TEXT UNDER STUDY –
The consulting firm stopped doing opioid-related work in 2019 and said in December its work for Purdue was intended to support the legal use of opioids and help patients with legitimate medical needs.

While some companies have reached deals with individual states to avoid trials, the McKinsey settlement marks the first nationwide opioid pact to come from the flood of litigation that began in 2017. A much larger, $26 billion deal with three drug distributors and Johnson & Johnson has been in the works for more than a year but is still being negotiated.

The Wall Street Journal reported last week that McKinsey was close to a settlement with states and that a deal could be worth hundreds of millions of dollars. The negotiations occurred as hundreds of exhibits describing McKinsey’s work to boost OxyContin sales were made public in recent months during Purdue’s chapter 11 bankruptcy case in White Plains, N.Y.

Memos McKinsey sent Purdue executives in 2013 that have been made public in bankruptcy court filings included recommendations that the company’s sales team target health care providers it knew wrote the highest volumes of OxyContin prescriptions and shift away from lower-volume prescribers. McKinsey’s work became a Purdue initiative called “Evolve to Excellence,” which the U.S. Justice Department described in papers released last year in connection with a plea agreement with Purdue as an aggressive OxyContin marketing and sales campaign.

According to bankruptcy court records, McKinsey sent recommendations to Purdue in 2013 that consultants said would boost its annual sales by more than $100 million. McKinsey recommended ways Purdue could better target what it described as “higher value” prescribers and take other steps to “Turbocharge Purdue’s Sales Engine.”

Stamford, Conn.-based Purdue pleaded guilty in November to three felonies, including paying illegal kickbacks and deceiving drug-enforcement officials. The drugmaker filed for chapter 11 protection in 2019 to address thousands of opioid-related lawsuits brought against it. Purdue said in a lawsuit filed last week against its insurers that creditors have asserted hundreds of thousands of claims in the bankruptcy case and collectively seek trillions of dollars in damages.

McKinsey also advised other opioid makers on sales initiatives. The firm’s work for

Johnson & Johnson

came up in a 2019 trial in a case brought by Oklahoma against the drug company for contributing to the opioid crisis in the state through aggressive marketing of prescription painkillers. The trial ended with a $572 million verdict against Johnson & Johnson, which was later reduced to $465 million and is still on appeal.

INFORMATION –
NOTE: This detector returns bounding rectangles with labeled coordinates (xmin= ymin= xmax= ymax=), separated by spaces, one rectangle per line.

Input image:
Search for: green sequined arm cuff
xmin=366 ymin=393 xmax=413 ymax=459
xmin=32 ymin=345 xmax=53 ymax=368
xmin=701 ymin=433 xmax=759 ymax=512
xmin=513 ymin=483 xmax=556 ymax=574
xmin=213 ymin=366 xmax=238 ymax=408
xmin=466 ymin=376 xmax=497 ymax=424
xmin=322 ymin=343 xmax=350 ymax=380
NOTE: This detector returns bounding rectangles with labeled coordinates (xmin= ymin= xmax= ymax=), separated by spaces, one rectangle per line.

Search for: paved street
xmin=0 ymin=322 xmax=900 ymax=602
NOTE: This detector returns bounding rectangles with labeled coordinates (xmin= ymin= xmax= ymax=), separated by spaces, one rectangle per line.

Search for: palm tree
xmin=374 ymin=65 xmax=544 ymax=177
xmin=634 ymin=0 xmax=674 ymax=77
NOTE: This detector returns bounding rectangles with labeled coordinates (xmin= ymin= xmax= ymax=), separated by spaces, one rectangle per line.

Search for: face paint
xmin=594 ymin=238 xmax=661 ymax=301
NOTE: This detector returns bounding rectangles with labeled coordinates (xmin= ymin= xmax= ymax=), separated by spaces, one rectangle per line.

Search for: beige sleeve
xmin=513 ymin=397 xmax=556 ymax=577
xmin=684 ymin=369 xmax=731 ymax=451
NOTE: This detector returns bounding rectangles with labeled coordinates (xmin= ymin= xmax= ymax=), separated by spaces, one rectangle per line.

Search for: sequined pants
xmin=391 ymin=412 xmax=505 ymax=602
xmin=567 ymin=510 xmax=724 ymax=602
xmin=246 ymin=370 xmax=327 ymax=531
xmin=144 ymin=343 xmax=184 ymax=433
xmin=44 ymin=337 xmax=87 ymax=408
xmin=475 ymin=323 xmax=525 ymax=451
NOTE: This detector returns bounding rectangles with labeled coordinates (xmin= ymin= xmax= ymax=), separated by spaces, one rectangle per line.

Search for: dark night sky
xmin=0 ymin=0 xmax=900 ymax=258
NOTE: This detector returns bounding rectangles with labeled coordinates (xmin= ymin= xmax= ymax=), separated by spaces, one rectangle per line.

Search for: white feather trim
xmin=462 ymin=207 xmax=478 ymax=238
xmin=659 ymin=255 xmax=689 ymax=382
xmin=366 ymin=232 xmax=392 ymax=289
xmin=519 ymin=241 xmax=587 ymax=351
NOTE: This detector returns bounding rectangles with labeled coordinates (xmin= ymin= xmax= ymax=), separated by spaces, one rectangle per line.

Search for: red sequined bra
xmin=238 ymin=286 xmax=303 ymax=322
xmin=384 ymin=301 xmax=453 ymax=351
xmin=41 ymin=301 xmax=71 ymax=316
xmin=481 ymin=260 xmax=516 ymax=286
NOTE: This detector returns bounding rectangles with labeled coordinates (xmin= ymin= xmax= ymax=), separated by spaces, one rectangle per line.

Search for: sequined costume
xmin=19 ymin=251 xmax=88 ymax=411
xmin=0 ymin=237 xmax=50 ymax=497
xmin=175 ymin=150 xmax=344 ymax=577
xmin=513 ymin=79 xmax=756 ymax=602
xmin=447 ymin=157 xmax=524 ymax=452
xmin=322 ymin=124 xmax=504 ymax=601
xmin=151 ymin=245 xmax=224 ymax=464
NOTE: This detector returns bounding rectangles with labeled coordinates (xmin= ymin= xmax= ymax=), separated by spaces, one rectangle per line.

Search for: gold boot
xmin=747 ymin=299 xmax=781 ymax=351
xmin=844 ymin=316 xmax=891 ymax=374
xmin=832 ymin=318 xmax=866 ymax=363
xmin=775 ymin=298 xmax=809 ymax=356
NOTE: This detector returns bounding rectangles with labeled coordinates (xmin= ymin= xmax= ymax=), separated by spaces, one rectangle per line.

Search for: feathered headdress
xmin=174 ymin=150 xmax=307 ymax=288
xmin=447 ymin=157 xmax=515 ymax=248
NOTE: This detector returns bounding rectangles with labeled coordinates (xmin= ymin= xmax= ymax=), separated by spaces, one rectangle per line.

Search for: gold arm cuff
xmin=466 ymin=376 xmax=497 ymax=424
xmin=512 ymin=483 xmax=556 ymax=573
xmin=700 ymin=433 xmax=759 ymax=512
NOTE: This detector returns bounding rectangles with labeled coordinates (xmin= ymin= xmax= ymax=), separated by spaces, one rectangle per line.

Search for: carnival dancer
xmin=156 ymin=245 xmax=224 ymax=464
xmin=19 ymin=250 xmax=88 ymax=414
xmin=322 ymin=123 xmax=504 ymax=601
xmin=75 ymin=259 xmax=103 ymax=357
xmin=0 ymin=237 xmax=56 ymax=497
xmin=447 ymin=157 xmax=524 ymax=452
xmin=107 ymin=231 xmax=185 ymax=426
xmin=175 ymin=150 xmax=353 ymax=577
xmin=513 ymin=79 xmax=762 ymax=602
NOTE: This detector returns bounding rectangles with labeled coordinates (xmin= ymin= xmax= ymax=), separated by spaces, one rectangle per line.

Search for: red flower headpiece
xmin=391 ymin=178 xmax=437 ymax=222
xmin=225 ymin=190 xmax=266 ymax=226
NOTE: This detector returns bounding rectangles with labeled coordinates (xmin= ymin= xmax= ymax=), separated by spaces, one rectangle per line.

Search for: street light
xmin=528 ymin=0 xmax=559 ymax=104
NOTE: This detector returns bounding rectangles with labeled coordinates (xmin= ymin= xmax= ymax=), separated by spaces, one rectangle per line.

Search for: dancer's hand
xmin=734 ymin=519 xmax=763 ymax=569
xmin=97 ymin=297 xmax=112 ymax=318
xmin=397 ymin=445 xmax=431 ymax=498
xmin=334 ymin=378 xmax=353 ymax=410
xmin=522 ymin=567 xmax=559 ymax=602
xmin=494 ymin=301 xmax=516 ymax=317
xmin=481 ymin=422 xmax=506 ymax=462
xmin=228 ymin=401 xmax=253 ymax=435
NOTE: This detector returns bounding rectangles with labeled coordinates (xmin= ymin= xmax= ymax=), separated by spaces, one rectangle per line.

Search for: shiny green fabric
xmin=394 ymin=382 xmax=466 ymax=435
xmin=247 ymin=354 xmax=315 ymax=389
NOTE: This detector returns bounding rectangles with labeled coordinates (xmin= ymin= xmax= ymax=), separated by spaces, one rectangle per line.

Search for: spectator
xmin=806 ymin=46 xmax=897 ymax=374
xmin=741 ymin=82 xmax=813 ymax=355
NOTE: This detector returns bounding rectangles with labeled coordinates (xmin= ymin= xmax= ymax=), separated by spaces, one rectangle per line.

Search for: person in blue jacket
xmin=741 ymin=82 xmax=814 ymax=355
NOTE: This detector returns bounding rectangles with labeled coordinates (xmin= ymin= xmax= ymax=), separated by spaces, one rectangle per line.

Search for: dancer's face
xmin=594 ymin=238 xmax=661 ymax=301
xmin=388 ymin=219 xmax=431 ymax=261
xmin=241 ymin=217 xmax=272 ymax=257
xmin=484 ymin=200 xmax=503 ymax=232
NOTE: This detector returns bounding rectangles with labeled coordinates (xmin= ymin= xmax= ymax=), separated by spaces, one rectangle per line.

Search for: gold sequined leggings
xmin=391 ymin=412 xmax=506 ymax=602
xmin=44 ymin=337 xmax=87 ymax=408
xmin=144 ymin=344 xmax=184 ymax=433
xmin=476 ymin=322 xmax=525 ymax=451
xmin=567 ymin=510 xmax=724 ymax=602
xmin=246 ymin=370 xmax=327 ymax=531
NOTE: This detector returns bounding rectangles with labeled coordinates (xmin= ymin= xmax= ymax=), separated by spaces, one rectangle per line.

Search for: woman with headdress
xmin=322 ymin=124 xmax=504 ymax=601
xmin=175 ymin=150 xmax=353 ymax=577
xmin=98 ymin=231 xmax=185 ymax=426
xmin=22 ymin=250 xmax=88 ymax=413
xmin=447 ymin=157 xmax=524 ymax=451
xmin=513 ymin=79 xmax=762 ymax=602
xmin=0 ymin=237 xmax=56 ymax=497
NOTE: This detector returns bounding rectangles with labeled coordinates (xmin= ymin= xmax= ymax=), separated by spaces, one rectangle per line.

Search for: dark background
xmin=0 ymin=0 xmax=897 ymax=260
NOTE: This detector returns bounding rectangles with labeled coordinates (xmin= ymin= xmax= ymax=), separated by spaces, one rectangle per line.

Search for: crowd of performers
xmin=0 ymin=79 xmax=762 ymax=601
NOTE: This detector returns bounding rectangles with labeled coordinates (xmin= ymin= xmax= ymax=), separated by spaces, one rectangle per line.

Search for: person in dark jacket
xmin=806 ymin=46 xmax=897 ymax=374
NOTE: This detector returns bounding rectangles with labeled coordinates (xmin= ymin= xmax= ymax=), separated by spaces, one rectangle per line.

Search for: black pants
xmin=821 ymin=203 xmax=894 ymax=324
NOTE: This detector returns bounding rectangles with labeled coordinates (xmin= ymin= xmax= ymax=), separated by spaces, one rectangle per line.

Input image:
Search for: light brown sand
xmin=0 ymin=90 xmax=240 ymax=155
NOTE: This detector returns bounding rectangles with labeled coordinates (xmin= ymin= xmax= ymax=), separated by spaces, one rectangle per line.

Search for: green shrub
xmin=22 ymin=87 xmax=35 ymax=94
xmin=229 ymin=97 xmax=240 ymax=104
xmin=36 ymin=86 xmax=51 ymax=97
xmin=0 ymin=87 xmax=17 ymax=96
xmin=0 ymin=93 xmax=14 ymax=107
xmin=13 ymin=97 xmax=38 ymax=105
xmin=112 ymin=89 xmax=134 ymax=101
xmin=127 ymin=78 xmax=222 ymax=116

EXERCISE OBJECTIVE – Carry on the article above about McKinsey's opioid consulting from the point where it ends.

EXERCISE OUTPUT –
The vast majority of the money McKinsey will pay in the settlement will be divided among the participating states, with $15 million going to the National Association of Attorneys General to reimburse it for costs incurred in the investigation, one of the people familiar with the deal said.

The settlement also includes some nonmonetary provisions, like requiring McKinsey to create a repository of documents related to its work for opioid makers, the person said.

The holdout states include Nevada, which said Wednesday night that its investigation into the consulting giant continues “and we are conversing with McKinsey about our concerns.”

Purdue has been negotiating with creditors, which include states, since filing for bankruptcy, but finalizing a deal has been slowed by demands from some states that the company’s owners, members of the Sackler family, contribute more than the $3 billion they have agreed to.

States have been keenly focused on ensuring any settlement money from the opioid litigation goes toward helping alleviate the impact of the crisis, including through beefing up treatment programs and helping overstretched law enforcement. The states are looking to avoid the outcome of the 1990s tobacco litigation, when a $206 billion settlement was often spent to fill state budget holes. The McKinsey settlement documents say the money is intended for abatement, the person familiar with the deal said, though state laws differ widely on how settlement funds can be earmarked.